Exercise directions -> An exact reproduction of the lines below, from the first through the one with "positive clicks: (266, 185)", is the whole answer; pictures have no place in it.

Collected data:
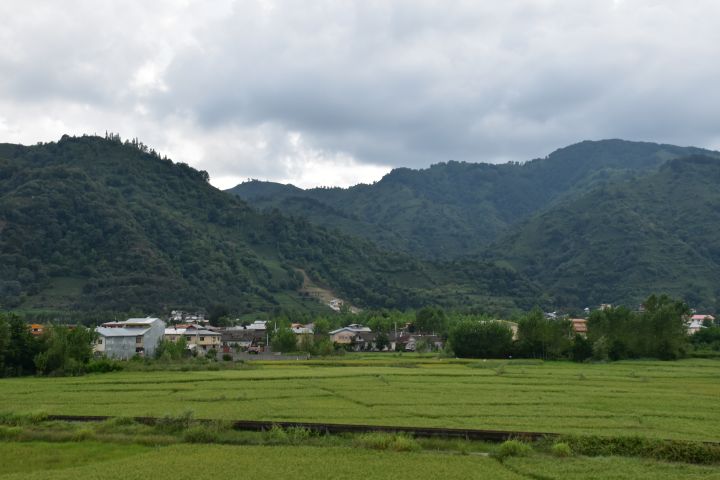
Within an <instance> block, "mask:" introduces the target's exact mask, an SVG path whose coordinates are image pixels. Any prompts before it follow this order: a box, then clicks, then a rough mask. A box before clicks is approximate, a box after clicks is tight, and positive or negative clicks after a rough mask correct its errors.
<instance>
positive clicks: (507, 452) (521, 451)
mask: <svg viewBox="0 0 720 480" xmlns="http://www.w3.org/2000/svg"><path fill="white" fill-rule="evenodd" d="M531 451H532V448H531V447H530V445H528V444H527V443H525V442H521V441H520V440H506V441H504V442H503V443H501V444H500V446H499V447H498V449H497V451H496V452H495V456H496V457H498V458H499V459H500V460H502V459H505V458H508V457H524V456H527V455H529V454H530V452H531Z"/></svg>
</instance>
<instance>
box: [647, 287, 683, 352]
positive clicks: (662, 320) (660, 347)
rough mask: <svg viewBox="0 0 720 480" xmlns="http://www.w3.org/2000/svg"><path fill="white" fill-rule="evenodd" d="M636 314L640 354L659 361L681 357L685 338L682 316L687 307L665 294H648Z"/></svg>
mask: <svg viewBox="0 0 720 480" xmlns="http://www.w3.org/2000/svg"><path fill="white" fill-rule="evenodd" d="M644 305H645V310H644V311H643V312H642V313H641V314H640V318H639V320H640V325H641V330H642V331H643V333H644V335H643V337H642V339H643V340H644V341H643V343H642V344H643V346H644V352H643V353H645V354H646V355H648V356H654V357H657V358H659V359H661V360H674V359H676V358H680V357H681V356H683V355H684V349H685V348H684V347H685V346H686V344H687V342H688V339H687V333H686V327H685V317H686V316H687V315H689V314H690V308H689V307H688V306H687V305H686V304H685V303H684V302H682V301H679V300H673V299H672V298H670V297H668V296H667V295H660V296H655V295H651V296H650V297H648V299H647V300H645V303H644Z"/></svg>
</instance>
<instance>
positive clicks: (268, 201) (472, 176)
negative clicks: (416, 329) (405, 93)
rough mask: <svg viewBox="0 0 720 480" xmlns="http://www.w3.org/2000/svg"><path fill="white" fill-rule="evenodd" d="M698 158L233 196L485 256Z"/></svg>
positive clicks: (266, 185)
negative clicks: (623, 188) (607, 189)
mask: <svg viewBox="0 0 720 480" xmlns="http://www.w3.org/2000/svg"><path fill="white" fill-rule="evenodd" d="M696 153H702V154H710V155H718V154H717V152H708V151H705V150H701V149H697V148H692V147H688V148H685V147H676V146H673V145H660V144H655V143H646V142H627V141H622V140H604V141H599V142H590V141H586V142H581V143H578V144H575V145H571V146H569V147H566V148H562V149H560V150H557V151H555V152H553V153H552V154H551V155H550V156H548V157H547V158H544V159H537V160H533V161H530V162H527V163H524V164H518V163H507V164H502V165H491V164H483V163H478V164H474V163H464V162H447V163H440V164H437V165H433V166H431V167H430V168H428V169H425V170H411V169H407V168H399V169H395V170H393V171H392V172H390V173H389V174H388V175H386V176H385V177H383V179H382V180H380V181H379V182H377V183H374V184H373V185H357V186H355V187H351V188H349V189H340V188H330V189H328V188H316V189H310V190H301V189H298V188H296V187H293V186H291V185H289V186H283V185H279V184H274V183H270V182H258V181H251V182H247V183H243V184H240V185H238V186H236V187H234V188H232V189H230V190H229V192H230V193H233V194H235V195H238V196H240V197H241V198H243V199H245V200H247V201H248V202H250V203H251V204H253V205H256V206H258V207H260V208H278V209H279V210H280V211H281V212H284V213H287V214H292V215H296V216H303V217H305V218H307V219H309V220H310V221H311V222H312V223H315V224H318V225H323V226H326V227H331V228H337V229H339V230H340V231H343V232H345V233H349V234H352V235H356V236H363V237H365V238H368V239H370V240H372V241H373V242H375V243H377V244H378V245H380V246H382V247H384V248H388V249H392V250H398V251H404V252H408V253H411V254H414V255H420V256H423V257H426V258H458V257H460V256H463V255H467V254H472V253H477V252H480V251H482V249H483V248H484V247H485V246H487V245H488V244H489V243H491V242H492V241H494V240H496V239H497V238H498V237H499V236H500V235H502V234H503V233H504V232H505V231H506V229H507V228H508V227H510V226H512V225H514V224H516V223H517V222H519V221H521V220H523V219H525V218H528V217H529V216H530V215H531V214H532V213H534V212H536V211H539V210H541V209H543V208H546V207H547V206H549V205H551V204H553V203H554V202H557V201H559V200H561V199H563V198H566V197H568V196H571V195H575V194H577V193H581V192H583V191H585V190H587V189H588V188H591V187H592V186H594V185H598V184H602V183H604V182H608V181H611V180H612V179H614V178H617V177H621V176H623V175H626V174H628V173H630V172H648V171H652V170H653V169H655V168H657V167H658V166H659V165H660V164H662V163H663V162H665V161H667V160H669V159H672V158H678V157H682V156H687V155H691V154H696Z"/></svg>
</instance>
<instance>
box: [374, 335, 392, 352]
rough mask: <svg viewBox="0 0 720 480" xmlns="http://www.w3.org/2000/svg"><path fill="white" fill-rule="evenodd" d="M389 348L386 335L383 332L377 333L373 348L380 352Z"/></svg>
mask: <svg viewBox="0 0 720 480" xmlns="http://www.w3.org/2000/svg"><path fill="white" fill-rule="evenodd" d="M389 346H390V339H389V338H388V336H387V334H386V333H385V332H380V333H378V334H377V337H375V348H377V349H378V350H381V351H382V350H385V349H386V348H387V347H389Z"/></svg>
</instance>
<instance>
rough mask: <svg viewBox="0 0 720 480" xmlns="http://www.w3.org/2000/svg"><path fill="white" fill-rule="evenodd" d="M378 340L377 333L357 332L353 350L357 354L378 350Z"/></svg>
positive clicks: (353, 339) (352, 345)
mask: <svg viewBox="0 0 720 480" xmlns="http://www.w3.org/2000/svg"><path fill="white" fill-rule="evenodd" d="M368 330H370V329H368ZM376 339H377V333H375V332H370V331H368V332H357V333H356V334H355V337H354V338H353V340H352V346H353V350H355V351H356V352H362V351H368V350H377V348H376V347H375V341H376Z"/></svg>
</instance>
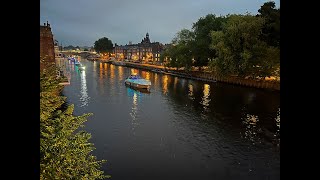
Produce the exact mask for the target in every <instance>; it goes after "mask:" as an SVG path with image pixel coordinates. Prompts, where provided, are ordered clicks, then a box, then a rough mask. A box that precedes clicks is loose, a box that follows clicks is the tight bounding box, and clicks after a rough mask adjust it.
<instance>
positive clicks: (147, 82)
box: [124, 74, 151, 90]
mask: <svg viewBox="0 0 320 180" xmlns="http://www.w3.org/2000/svg"><path fill="white" fill-rule="evenodd" d="M124 83H125V84H126V85H128V86H131V87H133V88H138V89H147V90H150V87H151V81H150V80H147V79H143V78H141V77H140V76H139V75H136V74H131V75H130V76H129V77H128V78H127V79H126V80H125V81H124Z"/></svg>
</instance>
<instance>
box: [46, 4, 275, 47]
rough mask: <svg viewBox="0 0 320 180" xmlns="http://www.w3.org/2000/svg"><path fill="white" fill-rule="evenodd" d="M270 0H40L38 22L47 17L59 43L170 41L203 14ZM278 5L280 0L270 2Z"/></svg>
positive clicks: (81, 45) (153, 41)
mask: <svg viewBox="0 0 320 180" xmlns="http://www.w3.org/2000/svg"><path fill="white" fill-rule="evenodd" d="M268 1H269V0H40V25H43V24H44V23H45V22H47V21H48V22H49V24H50V25H51V29H52V33H53V35H54V39H56V40H58V41H59V44H60V43H62V45H63V46H68V45H73V46H93V44H94V42H95V41H96V40H98V39H99V38H102V37H107V38H109V39H110V40H111V41H112V43H117V44H118V45H125V44H128V42H129V41H132V43H139V42H141V40H142V39H143V38H144V37H145V35H146V33H147V32H148V33H149V36H150V40H151V42H154V41H156V42H160V43H163V44H165V43H170V42H171V40H172V38H173V37H174V36H175V34H176V33H177V32H178V31H180V30H182V29H183V28H186V29H190V30H191V27H192V24H193V23H195V22H197V20H198V19H199V18H200V17H204V16H206V15H207V14H215V15H217V16H220V15H227V14H244V13H246V12H249V13H251V14H254V15H255V14H257V13H258V9H259V8H260V7H261V6H262V5H263V3H264V2H268ZM274 2H275V4H276V7H277V8H279V7H280V0H275V1H274Z"/></svg>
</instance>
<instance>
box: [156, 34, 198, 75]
mask: <svg viewBox="0 0 320 180" xmlns="http://www.w3.org/2000/svg"><path fill="white" fill-rule="evenodd" d="M193 42H194V33H193V32H192V31H190V30H188V29H182V30H181V31H179V32H178V33H177V34H176V36H175V37H174V38H173V40H172V44H173V45H172V46H170V47H169V48H168V49H166V50H165V52H164V53H163V54H162V55H161V57H169V62H168V64H167V66H169V67H175V68H181V67H184V68H185V70H190V69H191V67H192V63H193V62H192V58H193V55H192V45H193Z"/></svg>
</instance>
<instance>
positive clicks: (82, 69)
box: [78, 64, 86, 71]
mask: <svg viewBox="0 0 320 180" xmlns="http://www.w3.org/2000/svg"><path fill="white" fill-rule="evenodd" d="M78 68H79V70H80V71H84V70H85V69H86V67H85V66H84V65H82V64H80V65H79V66H78Z"/></svg>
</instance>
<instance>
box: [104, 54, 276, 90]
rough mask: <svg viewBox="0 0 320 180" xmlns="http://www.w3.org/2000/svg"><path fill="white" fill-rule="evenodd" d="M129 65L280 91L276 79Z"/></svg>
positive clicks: (159, 67)
mask: <svg viewBox="0 0 320 180" xmlns="http://www.w3.org/2000/svg"><path fill="white" fill-rule="evenodd" d="M98 62H102V63H111V61H104V60H98ZM124 66H127V67H132V68H137V69H143V70H149V71H156V72H158V73H163V74H168V75H172V76H177V77H182V78H187V79H193V80H199V81H205V82H223V83H228V84H234V85H239V86H247V87H253V88H260V89H270V90H275V91H280V82H279V81H275V80H262V79H261V80H260V79H245V78H240V77H237V76H229V77H217V76H215V75H213V74H211V73H210V72H198V71H191V72H189V73H185V72H184V71H181V70H180V71H179V70H174V69H173V68H171V69H170V68H165V67H164V66H159V65H153V64H140V63H132V62H125V65H124Z"/></svg>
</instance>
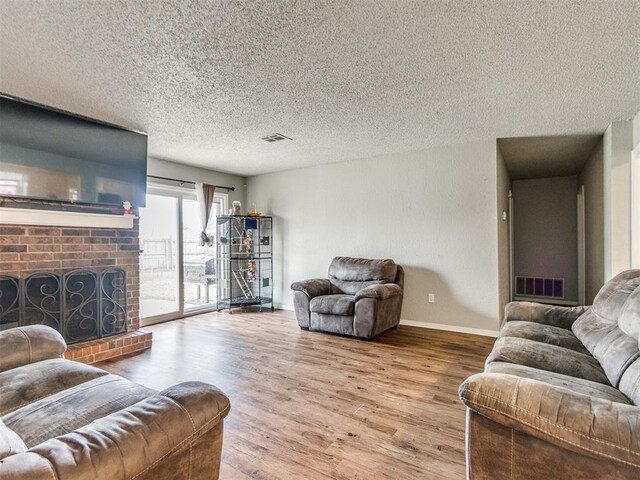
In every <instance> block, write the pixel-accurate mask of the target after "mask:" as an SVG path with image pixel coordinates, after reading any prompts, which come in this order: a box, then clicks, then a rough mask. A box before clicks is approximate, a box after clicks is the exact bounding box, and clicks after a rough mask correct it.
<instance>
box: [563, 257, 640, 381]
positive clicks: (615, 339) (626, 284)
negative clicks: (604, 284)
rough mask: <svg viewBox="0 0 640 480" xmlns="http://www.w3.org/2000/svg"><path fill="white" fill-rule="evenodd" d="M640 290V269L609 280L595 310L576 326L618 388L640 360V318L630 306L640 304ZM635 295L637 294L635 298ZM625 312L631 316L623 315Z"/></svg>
mask: <svg viewBox="0 0 640 480" xmlns="http://www.w3.org/2000/svg"><path fill="white" fill-rule="evenodd" d="M639 287H640V270H627V271H626V272H622V273H621V274H619V275H616V276H615V277H614V278H612V279H611V280H609V281H608V282H607V283H606V284H605V285H604V286H603V287H602V288H601V289H600V291H599V292H598V295H596V298H595V300H594V301H593V308H591V309H590V310H589V311H587V312H586V313H584V314H582V315H581V316H580V317H579V318H578V319H577V320H576V321H575V322H574V324H573V326H572V330H573V333H574V334H575V336H576V337H577V338H578V340H580V341H581V342H582V343H583V344H584V346H585V347H586V348H587V350H589V352H591V355H593V356H594V357H595V358H596V360H598V362H600V365H602V368H603V369H604V371H605V373H606V374H607V378H608V379H609V381H610V382H611V384H612V385H613V386H614V387H617V386H618V384H619V382H620V378H621V377H622V375H623V374H624V372H625V370H626V369H627V368H628V367H629V365H631V364H632V363H633V362H634V361H635V360H636V359H638V358H640V351H639V349H638V337H637V335H634V334H633V332H634V329H635V332H637V329H638V328H640V327H638V326H637V325H636V326H635V327H634V324H636V323H637V322H638V321H640V319H638V318H637V316H635V317H634V314H633V312H634V311H637V310H634V309H630V308H628V303H627V302H629V301H630V302H631V303H635V302H637V301H640V295H638V296H637V298H636V296H635V290H636V289H638V288H639ZM632 293H634V295H633V296H632ZM625 310H628V311H629V313H627V314H623V313H624V312H625Z"/></svg>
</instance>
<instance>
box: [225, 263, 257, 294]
mask: <svg viewBox="0 0 640 480" xmlns="http://www.w3.org/2000/svg"><path fill="white" fill-rule="evenodd" d="M231 272H232V273H233V276H234V278H235V279H236V282H237V283H238V286H239V287H240V290H242V294H243V295H244V298H246V299H249V298H256V297H255V295H254V294H253V292H252V291H251V287H250V286H249V285H248V284H247V281H246V280H245V279H244V277H243V276H242V272H240V273H238V272H236V271H235V270H232V271H231Z"/></svg>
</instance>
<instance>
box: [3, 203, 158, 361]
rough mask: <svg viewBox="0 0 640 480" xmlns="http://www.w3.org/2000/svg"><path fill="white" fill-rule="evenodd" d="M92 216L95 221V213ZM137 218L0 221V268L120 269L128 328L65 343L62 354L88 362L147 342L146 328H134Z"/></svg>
mask: <svg viewBox="0 0 640 480" xmlns="http://www.w3.org/2000/svg"><path fill="white" fill-rule="evenodd" d="M93 210H95V209H93ZM79 213H82V210H80V212H79ZM106 213H109V212H106ZM95 217H97V222H96V224H98V225H99V224H100V217H99V215H96V216H95ZM138 222H139V221H138V219H135V220H133V228H113V227H111V226H109V227H100V226H98V227H96V226H91V227H64V226H39V225H19V224H8V225H7V224H4V225H0V274H8V275H13V276H26V275H29V274H31V273H34V272H36V271H52V272H59V273H64V272H65V271H68V270H70V269H78V268H87V269H103V268H105V267H107V268H108V267H118V268H121V269H123V270H125V271H126V273H127V317H128V318H127V330H128V331H127V332H126V333H123V334H119V335H115V336H110V337H106V338H101V339H97V340H92V341H89V342H83V343H75V344H73V345H69V348H68V350H67V353H66V354H65V356H66V357H67V358H70V359H73V360H76V361H80V362H83V363H93V362H97V361H101V360H105V359H107V358H113V357H116V356H120V355H125V354H129V353H133V352H138V351H142V350H145V349H147V348H150V347H151V341H152V336H151V333H150V332H146V331H144V330H141V329H140V311H139V310H140V309H139V304H140V300H139V297H140V273H139V256H140V252H139V249H140V246H139V238H138V235H139V223H138Z"/></svg>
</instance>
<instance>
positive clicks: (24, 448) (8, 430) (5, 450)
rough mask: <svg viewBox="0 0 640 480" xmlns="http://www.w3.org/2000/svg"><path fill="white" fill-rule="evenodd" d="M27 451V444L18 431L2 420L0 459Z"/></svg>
mask: <svg viewBox="0 0 640 480" xmlns="http://www.w3.org/2000/svg"><path fill="white" fill-rule="evenodd" d="M26 451H27V446H26V445H25V444H24V442H23V441H22V439H21V438H20V437H19V436H18V434H17V433H16V432H14V431H13V430H11V429H10V428H8V427H7V426H6V425H5V424H4V422H3V421H2V420H0V460H2V459H3V458H7V457H9V456H11V455H15V454H16V453H23V452H26Z"/></svg>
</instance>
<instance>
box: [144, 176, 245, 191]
mask: <svg viewBox="0 0 640 480" xmlns="http://www.w3.org/2000/svg"><path fill="white" fill-rule="evenodd" d="M147 178H155V179H157V180H168V181H170V182H178V183H180V185H184V184H185V183H188V184H189V185H195V184H196V182H190V181H189V180H178V179H177V178H169V177H158V176H156V175H147ZM213 186H214V187H216V188H224V189H226V190H231V191H232V192H235V191H236V187H224V186H222V185H213Z"/></svg>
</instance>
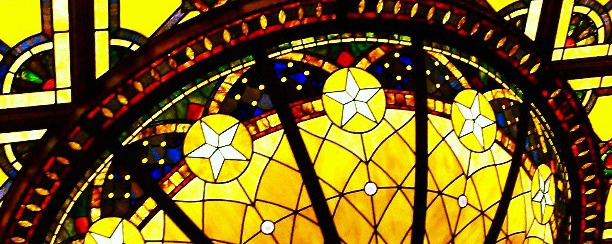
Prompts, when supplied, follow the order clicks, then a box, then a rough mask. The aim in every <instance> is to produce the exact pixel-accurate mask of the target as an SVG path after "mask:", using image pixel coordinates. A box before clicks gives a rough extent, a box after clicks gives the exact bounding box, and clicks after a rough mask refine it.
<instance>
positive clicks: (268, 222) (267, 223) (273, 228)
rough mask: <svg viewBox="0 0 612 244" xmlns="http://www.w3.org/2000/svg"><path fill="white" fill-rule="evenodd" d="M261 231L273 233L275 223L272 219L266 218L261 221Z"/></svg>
mask: <svg viewBox="0 0 612 244" xmlns="http://www.w3.org/2000/svg"><path fill="white" fill-rule="evenodd" d="M261 232H262V233H264V234H266V235H269V234H272V232H274V223H273V222H272V221H270V220H265V221H264V222H263V223H261Z"/></svg>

Task solution ->
Within an <instance> block, "mask:" introduces the target's exact mask, an SVG path whose coordinates are image pixels. Any prompts before it follow this order: a box, then clicks, then a rough mask. A box before clicks is approximate, a box after clicks is tight, and positive or negative clicks after a rough mask correct its errors.
<instance>
positive clicks: (507, 452) (521, 451)
mask: <svg viewBox="0 0 720 480" xmlns="http://www.w3.org/2000/svg"><path fill="white" fill-rule="evenodd" d="M531 451H532V448H531V447H530V445H528V444H527V443H525V442H521V441H520V440H506V441H504V442H503V443H501V444H500V446H499V447H498V449H497V451H496V452H495V456H496V457H498V458H499V459H500V460H502V459H505V458H508V457H524V456H527V455H529V454H530V452H531Z"/></svg>
</instance>
<instance>
box: [647, 287, 683, 352]
positive clicks: (662, 320) (660, 347)
rough mask: <svg viewBox="0 0 720 480" xmlns="http://www.w3.org/2000/svg"><path fill="white" fill-rule="evenodd" d="M636 314L640 354L659 361L681 357L685 338L682 316L687 307L665 294H648Z"/></svg>
mask: <svg viewBox="0 0 720 480" xmlns="http://www.w3.org/2000/svg"><path fill="white" fill-rule="evenodd" d="M644 305H645V310H644V311H643V312H642V313H641V314H640V318H639V320H640V325H641V330H642V331H643V333H644V335H643V337H642V339H643V340H644V341H643V343H642V344H643V346H644V352H643V353H645V354H646V355H648V356H654V357H657V358H659V359H661V360H674V359H676V358H680V357H681V356H683V355H684V349H685V348H684V347H685V346H686V344H687V342H688V339H687V333H686V327H685V317H686V316H687V315H689V314H690V308H689V307H688V306H687V305H686V304H685V303H684V302H682V301H679V300H673V299H672V298H670V297H668V296H667V295H660V296H655V295H651V296H650V297H648V299H647V300H645V303H644Z"/></svg>
</instance>
<instance>
positive clicks: (268, 201) (472, 176)
negative clicks: (416, 329) (405, 93)
rough mask: <svg viewBox="0 0 720 480" xmlns="http://www.w3.org/2000/svg"><path fill="white" fill-rule="evenodd" d="M698 158L233 196L485 256Z"/></svg>
positive clicks: (266, 185)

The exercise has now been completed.